### WRITTEN EXERCISE:
Please answer from the passage of interesting facts: what share of UK children would like to get married when they grow up, according to the National Kids' Day survey?

### PASSAGE SHOWN:
Interesting Fact # 704 - Fame

According to a survey for National Kid's Day the Queen and Harry Potter are more famous than God.

(The Almighty was at third place, Father Christmas was fourth, Simon Cowell fifth, Jesus sixth and England rugby star Jonny Wilkinson seventh.)

Interesting Fact # 703 - Getting Married

According to a survey for National Kids' Day, when they grow up 82% of UK children would like to get married.

(This compares with 76% in 2006 and 72% in 2005.)

Interesting Fact # 702 - The Law

Since April 2007 anyone convicted of a criminal offence in the UK has to pay a £15 "victims' surcharge".

(Sort of a tax on crime then.)

Interesting Fact # 701 - Wine

According to research by cheese maker Castello 56% of diners will not ask the wine waiter for advice in case he recommends something too expensive.

(The survey also revealed that many people suffer from "second cheapest wine syndrome" - rejecting the cheapest wine on the list to conceal their ignorance in front of waiters and friends.)

Interesting People # 59 - Mata Amritanandamayi

India's "hugging saint" Mata Amritanandamayi, Amma, has dispensed 26 million hugs - her helpers count each off with a clicker.

(That's a whole lot of hugging.)

Interesting Fact # 700 - Number Plates

The sale of personalised licence plates by HM Government has raised £1.2bn to date.

(Short plates that spell out names are the most popular.)

Interesting Fact # 699 - Extradition

No Briton has been extradited from Panama since an extradition treaty was signed 100 years ago.

(I guess we just don't want anyone.)

### DATA ROWS:
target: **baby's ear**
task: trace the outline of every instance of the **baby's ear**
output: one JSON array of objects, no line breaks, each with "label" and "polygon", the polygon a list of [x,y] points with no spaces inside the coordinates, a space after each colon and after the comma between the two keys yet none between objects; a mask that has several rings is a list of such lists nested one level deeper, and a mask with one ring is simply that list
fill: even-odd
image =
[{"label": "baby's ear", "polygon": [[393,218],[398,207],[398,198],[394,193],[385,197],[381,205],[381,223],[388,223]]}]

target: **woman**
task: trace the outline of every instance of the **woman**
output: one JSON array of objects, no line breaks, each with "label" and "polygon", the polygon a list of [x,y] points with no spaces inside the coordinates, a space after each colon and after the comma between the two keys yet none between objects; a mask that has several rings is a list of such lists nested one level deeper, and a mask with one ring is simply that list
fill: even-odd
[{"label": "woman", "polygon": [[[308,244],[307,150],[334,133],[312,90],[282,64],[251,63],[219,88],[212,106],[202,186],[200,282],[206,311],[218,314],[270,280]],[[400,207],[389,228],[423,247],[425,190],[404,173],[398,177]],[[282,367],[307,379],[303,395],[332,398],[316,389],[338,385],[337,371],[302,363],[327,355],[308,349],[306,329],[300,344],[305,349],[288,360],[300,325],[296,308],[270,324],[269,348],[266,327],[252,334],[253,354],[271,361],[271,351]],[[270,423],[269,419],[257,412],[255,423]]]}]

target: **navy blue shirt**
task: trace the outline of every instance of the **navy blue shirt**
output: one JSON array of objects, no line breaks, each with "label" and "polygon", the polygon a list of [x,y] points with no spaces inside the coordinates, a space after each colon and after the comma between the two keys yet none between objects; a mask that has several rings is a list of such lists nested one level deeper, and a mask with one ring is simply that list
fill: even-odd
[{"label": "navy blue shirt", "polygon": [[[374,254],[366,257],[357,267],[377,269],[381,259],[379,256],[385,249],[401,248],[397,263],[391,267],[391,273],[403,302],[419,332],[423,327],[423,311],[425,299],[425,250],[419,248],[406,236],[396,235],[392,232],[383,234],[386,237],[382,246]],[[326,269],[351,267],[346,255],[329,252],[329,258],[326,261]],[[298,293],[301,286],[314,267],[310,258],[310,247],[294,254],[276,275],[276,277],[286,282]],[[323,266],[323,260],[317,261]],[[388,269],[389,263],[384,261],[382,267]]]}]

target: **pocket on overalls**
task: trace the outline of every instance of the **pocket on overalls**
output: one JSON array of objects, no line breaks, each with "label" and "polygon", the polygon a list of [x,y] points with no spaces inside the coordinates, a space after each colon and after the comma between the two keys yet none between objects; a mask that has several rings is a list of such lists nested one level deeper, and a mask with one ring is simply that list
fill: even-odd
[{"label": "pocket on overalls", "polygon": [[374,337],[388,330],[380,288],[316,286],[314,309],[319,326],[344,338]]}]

### RESPONSE FOR THIS EXERCISE:
82%